WHAT TO PRODUCE
Begin with the line that contains "Sports-analytics tagging: mark the wooden trim" and transcribe each line after it, up to and including the last line of the listing below.

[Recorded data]
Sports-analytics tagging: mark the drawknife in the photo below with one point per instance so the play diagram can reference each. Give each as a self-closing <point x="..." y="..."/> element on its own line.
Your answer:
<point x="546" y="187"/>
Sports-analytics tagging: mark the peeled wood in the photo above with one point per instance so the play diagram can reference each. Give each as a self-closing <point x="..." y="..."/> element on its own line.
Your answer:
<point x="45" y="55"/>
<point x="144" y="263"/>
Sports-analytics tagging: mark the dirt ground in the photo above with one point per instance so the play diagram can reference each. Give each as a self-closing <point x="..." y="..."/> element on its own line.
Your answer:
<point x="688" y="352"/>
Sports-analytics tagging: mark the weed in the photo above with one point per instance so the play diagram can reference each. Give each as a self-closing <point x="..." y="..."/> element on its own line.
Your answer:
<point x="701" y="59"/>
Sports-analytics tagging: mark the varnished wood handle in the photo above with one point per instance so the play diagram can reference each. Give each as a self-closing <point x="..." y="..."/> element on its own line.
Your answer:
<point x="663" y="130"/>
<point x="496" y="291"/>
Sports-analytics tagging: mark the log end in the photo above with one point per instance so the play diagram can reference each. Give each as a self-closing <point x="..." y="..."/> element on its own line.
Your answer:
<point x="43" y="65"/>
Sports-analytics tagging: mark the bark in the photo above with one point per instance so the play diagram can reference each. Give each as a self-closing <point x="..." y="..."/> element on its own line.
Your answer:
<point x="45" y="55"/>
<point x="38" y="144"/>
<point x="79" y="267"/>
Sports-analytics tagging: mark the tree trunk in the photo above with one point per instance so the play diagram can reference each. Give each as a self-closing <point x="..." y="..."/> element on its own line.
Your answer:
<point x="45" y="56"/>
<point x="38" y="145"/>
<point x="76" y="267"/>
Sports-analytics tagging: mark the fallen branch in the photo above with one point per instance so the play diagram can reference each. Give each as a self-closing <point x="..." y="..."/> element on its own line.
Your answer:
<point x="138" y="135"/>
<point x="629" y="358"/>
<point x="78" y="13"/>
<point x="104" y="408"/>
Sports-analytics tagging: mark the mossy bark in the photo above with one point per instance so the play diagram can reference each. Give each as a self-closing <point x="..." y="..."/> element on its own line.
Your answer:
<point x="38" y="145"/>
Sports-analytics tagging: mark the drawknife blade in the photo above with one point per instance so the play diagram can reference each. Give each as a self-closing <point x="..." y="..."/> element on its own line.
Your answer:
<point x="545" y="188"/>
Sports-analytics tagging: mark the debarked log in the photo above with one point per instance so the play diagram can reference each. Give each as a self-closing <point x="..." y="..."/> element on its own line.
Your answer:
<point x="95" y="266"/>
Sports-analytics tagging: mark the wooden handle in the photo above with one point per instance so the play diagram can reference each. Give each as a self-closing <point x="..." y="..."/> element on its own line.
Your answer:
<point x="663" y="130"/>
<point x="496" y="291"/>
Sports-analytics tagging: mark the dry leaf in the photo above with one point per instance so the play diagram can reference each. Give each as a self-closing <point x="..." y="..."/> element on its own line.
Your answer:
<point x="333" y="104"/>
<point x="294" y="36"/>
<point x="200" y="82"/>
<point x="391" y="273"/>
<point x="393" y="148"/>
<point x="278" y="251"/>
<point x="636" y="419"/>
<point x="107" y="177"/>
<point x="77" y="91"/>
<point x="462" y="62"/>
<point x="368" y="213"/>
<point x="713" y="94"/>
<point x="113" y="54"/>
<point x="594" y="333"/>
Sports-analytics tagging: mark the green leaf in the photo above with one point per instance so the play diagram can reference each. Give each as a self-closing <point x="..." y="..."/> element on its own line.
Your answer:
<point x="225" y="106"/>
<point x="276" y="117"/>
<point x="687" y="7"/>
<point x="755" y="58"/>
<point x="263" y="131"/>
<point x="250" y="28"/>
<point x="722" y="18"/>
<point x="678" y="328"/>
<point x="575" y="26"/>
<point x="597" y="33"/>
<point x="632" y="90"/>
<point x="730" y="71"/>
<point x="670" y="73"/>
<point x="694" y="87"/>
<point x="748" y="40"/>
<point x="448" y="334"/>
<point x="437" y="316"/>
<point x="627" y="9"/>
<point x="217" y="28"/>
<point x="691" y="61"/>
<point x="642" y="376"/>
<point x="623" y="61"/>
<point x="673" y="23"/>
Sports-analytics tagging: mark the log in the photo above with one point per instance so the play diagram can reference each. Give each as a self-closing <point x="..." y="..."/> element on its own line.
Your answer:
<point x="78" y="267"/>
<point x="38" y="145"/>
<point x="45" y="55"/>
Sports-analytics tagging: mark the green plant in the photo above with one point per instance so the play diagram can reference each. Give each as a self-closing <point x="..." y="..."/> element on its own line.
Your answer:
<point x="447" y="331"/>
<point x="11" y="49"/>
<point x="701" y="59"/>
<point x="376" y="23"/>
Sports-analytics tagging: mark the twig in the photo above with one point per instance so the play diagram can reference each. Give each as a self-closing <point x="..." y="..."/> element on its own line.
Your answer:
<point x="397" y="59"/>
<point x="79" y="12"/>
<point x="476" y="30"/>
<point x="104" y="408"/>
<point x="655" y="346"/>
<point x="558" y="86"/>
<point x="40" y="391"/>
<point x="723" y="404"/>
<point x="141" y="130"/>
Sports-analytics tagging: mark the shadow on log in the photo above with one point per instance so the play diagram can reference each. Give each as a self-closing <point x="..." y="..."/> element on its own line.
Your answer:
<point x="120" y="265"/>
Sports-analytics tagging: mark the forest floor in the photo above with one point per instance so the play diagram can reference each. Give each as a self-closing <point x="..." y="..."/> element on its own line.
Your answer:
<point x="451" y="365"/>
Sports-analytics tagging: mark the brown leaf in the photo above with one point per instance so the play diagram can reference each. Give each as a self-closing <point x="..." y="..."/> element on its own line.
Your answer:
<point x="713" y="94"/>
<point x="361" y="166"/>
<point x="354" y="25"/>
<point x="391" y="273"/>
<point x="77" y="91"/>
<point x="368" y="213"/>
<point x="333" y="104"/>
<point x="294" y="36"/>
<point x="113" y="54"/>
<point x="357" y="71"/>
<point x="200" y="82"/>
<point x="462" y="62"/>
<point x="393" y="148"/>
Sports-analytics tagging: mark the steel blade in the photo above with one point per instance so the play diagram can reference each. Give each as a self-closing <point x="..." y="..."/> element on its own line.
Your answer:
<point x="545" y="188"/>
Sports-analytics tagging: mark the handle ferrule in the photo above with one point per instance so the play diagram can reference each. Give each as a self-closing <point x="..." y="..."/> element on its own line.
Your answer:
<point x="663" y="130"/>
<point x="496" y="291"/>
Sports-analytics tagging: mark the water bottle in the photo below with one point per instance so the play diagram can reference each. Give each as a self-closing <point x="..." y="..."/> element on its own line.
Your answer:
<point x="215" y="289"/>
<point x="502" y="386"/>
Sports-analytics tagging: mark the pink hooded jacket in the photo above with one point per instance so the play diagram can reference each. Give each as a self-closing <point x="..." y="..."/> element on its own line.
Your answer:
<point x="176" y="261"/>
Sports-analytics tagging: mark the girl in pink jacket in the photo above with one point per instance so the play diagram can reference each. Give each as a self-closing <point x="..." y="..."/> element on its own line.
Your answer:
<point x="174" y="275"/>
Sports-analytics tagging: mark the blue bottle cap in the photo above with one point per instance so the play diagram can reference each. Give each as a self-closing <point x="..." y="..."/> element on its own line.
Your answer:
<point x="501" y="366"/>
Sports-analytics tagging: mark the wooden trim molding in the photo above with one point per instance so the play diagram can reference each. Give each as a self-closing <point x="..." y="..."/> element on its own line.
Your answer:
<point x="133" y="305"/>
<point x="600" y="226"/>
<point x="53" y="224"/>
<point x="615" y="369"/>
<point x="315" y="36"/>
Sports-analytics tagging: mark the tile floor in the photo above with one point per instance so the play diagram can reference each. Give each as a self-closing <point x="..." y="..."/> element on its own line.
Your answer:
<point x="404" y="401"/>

TASK SOLUTION
Sports-analytics tagging: mark the wooden trim molding in the photo above with one point per instance so the play diagram can reference each. Give each as a self-closing <point x="..." y="..."/> element on its own line.
Your answer:
<point x="133" y="305"/>
<point x="600" y="226"/>
<point x="53" y="224"/>
<point x="615" y="369"/>
<point x="315" y="36"/>
Sports-analytics tagging: mark the tile floor in the photo above with one point per instance so the play diagram can reference each. Give each as a self-closing <point x="..." y="..."/> element on its own line.
Your answer:
<point x="404" y="401"/>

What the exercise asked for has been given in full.